-- start --

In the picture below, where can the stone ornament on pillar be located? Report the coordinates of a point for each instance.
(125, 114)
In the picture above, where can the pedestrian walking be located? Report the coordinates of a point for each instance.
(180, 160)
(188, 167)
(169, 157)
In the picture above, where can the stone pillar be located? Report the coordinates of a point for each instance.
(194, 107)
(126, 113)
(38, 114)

-- end --
-- start --

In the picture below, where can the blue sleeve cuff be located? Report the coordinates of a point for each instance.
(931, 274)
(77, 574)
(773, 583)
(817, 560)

-- end --

■ Task instructions
Find every line in the records that contains the word "where" and copy each one out in full.

■ Solution for this problem
In the picture below, where can the stone ornament on pillar be located? Report the coordinates of a point for each instance.
In the picture above, where can the pedestrian walking be located? Report the coordinates of a point for each instance.
In the picture above, where can the stone pillar be located? Report the coordinates of a point for each instance.
In the picture below, where can the blue sleeve cuff be located? Report the coordinates of a point for each instance.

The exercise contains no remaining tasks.